▶ [Requirement]:
Reproduce the listing below line for line, changing nothing.

▶ [Entries shown]:

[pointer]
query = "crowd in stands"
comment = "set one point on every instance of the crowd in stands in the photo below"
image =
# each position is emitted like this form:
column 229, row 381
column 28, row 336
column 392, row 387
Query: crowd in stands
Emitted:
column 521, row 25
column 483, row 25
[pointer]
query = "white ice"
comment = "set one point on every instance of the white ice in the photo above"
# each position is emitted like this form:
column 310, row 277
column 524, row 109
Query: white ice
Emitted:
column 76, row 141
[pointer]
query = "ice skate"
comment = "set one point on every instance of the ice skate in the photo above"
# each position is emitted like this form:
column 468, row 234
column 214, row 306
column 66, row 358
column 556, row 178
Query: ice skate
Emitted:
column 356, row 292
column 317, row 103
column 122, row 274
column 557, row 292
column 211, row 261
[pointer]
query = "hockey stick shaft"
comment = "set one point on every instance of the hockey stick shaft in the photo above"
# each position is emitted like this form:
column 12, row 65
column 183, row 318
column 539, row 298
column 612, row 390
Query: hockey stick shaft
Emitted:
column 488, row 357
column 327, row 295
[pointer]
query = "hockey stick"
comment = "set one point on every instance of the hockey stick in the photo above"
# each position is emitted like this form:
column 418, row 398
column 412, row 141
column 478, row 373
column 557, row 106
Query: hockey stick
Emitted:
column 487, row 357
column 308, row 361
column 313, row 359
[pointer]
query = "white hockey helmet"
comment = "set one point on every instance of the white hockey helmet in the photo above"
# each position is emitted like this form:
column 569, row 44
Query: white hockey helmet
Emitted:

▶ [Answer]:
[pointer]
query = "crowd in stands"
comment = "set one point on every instance of the crowd in stands in the photo below"
image =
# each position is emitted like this form:
column 229, row 381
column 28, row 336
column 392, row 387
Query: crowd in stands
Emitted:
column 521, row 25
column 483, row 25
[pointer]
query = "white ice"
comment = "set one point on every instance of the white ice in the photo above"
# each position is emitted like this form:
column 310, row 277
column 524, row 109
Query: white ice
Emitted:
column 76, row 141
[pointer]
query = "ice skate"
comment = "set one point on every instance of the ice skate in the photo above"
# each position is emitted like this form:
column 468, row 234
column 214, row 306
column 66, row 358
column 556, row 178
Query: ice skate
Emitted:
column 356, row 292
column 317, row 103
column 122, row 274
column 557, row 292
column 211, row 261
[pointer]
query = "hockey stick shaft"
comment = "set one point on every instance of the hockey stick shaft in the photo above"
# each position is emitted like this form:
column 12, row 65
column 183, row 318
column 539, row 298
column 612, row 390
Query: hockey stick shaft
Emitted:
column 488, row 357
column 327, row 295
[pointer]
query = "hockey stick"
comment = "set one point on every instance of the hockey stick in the photo above"
# each position is emitted like this form:
column 418, row 398
column 412, row 141
column 478, row 373
column 557, row 106
Query: hockey stick
Emitted:
column 487, row 357
column 308, row 361
column 313, row 359
[pointer]
query = "white hockey helmet"
comment = "set one point on every instance of the white hockey helmet in the photo above"
# each position is emitted like this form:
column 569, row 44
Query: white hockey helmet
Emitted:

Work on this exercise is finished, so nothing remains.